Goal
Reproduce the entries from the line containing "Task #4217 — mark every banner" through the end of the entries, swapping "tight" for "close-fitting" and leaving everything else unchanged.

Dataset entries
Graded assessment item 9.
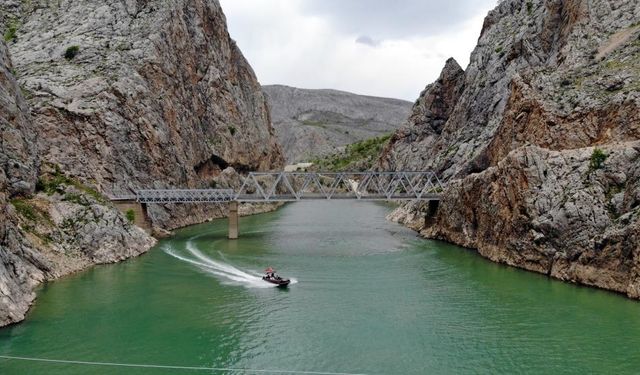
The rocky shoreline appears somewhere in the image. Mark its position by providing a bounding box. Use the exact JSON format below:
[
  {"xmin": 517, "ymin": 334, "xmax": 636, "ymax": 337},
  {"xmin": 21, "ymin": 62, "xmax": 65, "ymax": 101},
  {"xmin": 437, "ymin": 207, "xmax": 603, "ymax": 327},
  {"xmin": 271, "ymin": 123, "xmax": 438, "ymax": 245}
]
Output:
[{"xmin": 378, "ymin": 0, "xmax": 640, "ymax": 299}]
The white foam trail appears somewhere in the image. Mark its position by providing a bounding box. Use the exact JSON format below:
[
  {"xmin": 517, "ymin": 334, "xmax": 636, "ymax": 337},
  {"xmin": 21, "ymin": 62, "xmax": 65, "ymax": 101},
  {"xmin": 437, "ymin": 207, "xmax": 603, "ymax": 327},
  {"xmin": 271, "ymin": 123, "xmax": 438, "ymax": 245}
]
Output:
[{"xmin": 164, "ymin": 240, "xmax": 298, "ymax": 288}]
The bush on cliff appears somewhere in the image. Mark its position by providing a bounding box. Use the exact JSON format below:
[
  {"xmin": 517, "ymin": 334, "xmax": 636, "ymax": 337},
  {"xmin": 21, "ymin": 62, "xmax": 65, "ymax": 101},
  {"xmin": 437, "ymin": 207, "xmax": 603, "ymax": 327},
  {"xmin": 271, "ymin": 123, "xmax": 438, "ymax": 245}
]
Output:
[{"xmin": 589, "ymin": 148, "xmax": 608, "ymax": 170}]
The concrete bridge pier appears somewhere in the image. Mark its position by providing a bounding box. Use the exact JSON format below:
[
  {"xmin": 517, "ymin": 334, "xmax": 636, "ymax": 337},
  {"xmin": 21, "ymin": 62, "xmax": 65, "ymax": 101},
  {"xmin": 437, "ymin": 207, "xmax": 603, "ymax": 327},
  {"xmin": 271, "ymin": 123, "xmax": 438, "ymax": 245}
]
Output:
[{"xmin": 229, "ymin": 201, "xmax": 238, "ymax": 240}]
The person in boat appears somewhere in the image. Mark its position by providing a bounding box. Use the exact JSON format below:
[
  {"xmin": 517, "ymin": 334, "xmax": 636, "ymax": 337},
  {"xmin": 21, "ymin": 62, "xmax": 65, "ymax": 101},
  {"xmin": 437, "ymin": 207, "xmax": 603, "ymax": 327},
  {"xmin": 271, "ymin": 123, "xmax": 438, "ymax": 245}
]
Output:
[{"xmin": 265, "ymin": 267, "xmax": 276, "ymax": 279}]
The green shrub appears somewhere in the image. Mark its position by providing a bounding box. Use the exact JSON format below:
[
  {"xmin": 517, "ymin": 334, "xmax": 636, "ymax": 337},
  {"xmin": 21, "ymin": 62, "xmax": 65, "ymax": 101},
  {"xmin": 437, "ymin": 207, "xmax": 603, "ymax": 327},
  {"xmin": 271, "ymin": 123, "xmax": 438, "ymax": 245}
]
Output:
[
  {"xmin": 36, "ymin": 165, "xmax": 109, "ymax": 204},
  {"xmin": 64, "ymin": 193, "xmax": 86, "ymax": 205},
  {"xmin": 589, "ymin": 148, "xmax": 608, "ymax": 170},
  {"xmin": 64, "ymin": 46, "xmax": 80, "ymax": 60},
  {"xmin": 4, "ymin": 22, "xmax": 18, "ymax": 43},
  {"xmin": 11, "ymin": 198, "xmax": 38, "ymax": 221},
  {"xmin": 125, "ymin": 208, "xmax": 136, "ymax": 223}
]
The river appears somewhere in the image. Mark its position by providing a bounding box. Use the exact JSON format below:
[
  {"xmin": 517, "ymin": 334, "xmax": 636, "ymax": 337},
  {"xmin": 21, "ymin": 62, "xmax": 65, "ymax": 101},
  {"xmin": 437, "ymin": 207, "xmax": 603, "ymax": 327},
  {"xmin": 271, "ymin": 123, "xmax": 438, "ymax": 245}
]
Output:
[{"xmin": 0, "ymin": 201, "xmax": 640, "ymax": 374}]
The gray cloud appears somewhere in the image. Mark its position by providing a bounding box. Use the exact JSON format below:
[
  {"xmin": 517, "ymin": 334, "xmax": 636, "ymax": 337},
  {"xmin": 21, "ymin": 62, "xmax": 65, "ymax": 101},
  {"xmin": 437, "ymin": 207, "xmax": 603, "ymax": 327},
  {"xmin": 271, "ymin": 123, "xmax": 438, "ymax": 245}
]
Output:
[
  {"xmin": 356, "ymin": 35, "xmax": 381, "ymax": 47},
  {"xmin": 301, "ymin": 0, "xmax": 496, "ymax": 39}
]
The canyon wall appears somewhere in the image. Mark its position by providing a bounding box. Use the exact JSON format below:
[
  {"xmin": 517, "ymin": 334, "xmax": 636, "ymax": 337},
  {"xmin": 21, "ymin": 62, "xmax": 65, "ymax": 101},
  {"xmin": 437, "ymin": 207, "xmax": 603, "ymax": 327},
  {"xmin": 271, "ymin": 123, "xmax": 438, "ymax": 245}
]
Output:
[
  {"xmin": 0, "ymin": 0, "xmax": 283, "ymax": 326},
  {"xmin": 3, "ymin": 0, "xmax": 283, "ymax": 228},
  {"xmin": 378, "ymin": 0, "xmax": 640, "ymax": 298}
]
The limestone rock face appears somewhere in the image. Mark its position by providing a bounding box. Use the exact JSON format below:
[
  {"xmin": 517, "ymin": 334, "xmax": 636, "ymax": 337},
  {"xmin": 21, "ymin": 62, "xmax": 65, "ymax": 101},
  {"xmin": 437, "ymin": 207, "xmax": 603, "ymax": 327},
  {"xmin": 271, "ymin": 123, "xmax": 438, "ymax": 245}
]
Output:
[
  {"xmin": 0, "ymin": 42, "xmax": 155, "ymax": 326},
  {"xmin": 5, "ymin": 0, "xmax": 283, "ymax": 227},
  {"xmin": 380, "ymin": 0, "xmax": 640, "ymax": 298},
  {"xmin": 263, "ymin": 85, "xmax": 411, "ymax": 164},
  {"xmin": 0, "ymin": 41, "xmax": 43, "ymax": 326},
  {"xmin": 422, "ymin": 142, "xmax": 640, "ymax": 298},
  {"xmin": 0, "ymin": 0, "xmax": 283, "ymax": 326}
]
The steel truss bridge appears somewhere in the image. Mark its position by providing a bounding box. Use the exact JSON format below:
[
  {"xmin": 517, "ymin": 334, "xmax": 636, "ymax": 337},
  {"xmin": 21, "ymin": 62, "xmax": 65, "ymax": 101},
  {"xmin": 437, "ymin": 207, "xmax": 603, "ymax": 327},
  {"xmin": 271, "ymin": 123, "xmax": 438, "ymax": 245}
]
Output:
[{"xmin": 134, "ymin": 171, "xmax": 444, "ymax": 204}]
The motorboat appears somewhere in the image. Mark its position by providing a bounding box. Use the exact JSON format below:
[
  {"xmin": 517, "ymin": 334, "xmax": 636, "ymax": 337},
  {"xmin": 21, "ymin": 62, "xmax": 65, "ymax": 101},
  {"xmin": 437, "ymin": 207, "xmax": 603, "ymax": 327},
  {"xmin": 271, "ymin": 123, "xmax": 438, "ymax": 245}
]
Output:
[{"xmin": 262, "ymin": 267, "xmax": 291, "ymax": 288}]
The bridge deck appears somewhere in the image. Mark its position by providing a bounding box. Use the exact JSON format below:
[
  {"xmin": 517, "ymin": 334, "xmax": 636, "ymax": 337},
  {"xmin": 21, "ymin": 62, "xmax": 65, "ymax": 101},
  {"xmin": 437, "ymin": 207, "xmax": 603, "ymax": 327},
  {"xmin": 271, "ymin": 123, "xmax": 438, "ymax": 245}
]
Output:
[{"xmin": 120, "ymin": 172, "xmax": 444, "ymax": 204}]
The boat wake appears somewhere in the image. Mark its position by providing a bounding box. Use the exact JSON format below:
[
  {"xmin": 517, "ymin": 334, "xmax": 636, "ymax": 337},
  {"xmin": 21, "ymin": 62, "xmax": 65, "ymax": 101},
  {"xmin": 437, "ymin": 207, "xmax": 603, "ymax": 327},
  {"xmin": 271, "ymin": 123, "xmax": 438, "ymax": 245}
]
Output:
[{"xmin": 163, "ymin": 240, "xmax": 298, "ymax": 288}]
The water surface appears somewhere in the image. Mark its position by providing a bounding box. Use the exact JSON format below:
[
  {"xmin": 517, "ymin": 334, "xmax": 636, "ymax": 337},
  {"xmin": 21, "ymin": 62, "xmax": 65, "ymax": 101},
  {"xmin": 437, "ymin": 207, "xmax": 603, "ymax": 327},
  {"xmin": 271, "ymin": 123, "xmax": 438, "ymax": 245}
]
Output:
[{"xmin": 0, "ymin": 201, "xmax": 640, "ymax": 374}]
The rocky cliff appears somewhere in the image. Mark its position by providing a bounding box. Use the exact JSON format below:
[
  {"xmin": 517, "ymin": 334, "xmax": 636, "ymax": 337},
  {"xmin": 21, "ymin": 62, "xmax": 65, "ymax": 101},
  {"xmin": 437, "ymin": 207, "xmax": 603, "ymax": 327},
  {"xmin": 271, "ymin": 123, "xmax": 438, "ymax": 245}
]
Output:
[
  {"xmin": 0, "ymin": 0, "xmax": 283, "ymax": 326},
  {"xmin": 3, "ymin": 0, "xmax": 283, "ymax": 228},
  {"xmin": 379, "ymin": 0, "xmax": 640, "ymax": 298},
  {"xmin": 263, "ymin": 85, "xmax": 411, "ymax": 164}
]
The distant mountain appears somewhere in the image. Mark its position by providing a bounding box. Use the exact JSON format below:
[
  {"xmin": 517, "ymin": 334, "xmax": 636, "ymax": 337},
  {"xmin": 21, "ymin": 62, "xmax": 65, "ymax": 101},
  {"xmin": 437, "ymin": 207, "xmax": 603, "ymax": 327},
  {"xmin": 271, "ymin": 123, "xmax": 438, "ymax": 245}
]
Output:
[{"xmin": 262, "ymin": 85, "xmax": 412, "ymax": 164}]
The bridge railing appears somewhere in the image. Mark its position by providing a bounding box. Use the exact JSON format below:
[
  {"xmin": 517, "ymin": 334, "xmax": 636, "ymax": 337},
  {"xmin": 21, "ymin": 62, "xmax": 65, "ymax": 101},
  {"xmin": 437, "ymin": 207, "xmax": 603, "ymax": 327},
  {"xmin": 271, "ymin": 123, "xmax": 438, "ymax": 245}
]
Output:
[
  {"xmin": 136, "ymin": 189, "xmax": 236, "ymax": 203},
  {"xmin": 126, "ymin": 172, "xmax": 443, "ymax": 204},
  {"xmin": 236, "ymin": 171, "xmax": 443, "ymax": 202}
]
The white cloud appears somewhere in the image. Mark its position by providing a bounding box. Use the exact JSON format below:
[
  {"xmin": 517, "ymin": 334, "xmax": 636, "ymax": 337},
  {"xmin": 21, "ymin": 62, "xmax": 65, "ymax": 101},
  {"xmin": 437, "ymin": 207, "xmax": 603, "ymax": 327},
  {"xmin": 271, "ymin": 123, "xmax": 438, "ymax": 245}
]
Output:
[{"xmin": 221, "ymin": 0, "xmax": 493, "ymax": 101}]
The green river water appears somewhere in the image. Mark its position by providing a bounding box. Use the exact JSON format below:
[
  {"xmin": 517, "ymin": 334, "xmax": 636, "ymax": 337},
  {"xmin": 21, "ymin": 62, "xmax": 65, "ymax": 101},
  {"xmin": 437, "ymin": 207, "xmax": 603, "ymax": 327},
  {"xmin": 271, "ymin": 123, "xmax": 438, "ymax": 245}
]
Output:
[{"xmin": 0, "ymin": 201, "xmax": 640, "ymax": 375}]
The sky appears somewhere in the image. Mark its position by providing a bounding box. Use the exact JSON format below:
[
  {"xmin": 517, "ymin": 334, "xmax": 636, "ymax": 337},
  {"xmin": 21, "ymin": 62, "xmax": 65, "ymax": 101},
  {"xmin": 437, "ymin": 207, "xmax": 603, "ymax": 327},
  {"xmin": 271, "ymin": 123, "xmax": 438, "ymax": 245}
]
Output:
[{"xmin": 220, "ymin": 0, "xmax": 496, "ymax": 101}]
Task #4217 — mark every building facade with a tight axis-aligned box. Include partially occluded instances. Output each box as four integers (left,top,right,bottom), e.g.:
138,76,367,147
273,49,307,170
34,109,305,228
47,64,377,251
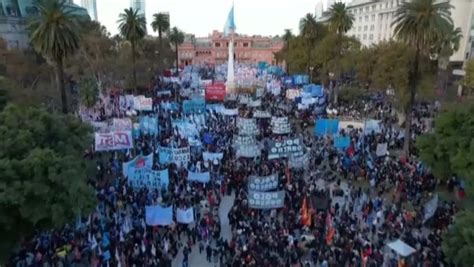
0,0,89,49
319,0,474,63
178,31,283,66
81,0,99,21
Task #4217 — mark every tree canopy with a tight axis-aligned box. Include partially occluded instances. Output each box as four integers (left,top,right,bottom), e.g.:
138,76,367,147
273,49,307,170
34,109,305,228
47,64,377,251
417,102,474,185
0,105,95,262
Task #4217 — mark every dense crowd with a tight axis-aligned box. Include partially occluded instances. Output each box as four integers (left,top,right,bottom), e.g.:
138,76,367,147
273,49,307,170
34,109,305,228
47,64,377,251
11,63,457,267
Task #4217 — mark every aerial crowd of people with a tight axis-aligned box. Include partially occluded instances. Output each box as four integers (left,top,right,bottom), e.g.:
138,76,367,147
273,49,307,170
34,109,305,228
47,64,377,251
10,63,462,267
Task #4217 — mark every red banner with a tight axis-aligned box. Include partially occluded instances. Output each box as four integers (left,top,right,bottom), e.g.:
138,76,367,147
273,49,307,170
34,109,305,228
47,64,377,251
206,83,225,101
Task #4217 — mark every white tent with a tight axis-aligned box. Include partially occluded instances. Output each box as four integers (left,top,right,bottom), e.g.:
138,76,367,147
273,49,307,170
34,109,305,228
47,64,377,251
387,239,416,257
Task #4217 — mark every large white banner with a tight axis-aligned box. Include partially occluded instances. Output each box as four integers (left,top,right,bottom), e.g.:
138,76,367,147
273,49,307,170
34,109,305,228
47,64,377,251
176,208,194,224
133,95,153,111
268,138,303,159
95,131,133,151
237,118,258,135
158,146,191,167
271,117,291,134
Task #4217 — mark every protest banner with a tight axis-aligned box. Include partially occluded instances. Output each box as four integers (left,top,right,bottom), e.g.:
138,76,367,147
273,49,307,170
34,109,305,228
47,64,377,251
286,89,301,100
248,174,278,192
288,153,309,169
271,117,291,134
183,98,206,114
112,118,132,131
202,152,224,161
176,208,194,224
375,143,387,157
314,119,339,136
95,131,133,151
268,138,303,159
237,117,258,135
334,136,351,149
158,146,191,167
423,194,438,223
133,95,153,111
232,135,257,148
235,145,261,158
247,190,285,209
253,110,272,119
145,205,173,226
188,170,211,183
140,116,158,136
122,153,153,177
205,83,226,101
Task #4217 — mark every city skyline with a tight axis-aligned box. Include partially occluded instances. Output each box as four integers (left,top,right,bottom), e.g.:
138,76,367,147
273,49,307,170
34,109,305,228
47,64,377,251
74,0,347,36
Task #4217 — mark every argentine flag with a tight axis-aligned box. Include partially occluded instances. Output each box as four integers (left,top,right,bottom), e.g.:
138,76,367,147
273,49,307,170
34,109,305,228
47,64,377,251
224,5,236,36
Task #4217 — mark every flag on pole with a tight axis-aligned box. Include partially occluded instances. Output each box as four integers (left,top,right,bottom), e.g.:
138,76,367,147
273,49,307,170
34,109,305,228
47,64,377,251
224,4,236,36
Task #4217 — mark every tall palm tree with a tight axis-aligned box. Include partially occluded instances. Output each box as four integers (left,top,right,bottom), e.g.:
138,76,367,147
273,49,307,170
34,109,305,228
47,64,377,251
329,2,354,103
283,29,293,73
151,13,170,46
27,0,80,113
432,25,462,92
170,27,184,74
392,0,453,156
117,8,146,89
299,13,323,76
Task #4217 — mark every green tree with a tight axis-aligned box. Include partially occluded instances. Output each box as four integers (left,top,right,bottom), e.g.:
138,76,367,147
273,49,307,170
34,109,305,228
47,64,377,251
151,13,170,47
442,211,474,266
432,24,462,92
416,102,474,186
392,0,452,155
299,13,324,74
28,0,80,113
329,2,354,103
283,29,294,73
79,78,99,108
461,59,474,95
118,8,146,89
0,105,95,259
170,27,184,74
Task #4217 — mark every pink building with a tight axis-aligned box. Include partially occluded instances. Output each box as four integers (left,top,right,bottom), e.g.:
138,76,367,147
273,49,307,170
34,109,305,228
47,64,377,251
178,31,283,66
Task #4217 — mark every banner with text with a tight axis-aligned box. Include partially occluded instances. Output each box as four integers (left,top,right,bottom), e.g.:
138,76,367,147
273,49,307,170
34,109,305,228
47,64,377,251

Expected answer
Task #4217 — mark every banner with text with a close-fitting axis-aligned box. Include partially occluded instances. Output each box as four integers (left,top,right,bottom), e.g.:
138,76,367,147
273,49,307,170
34,109,305,228
47,64,377,251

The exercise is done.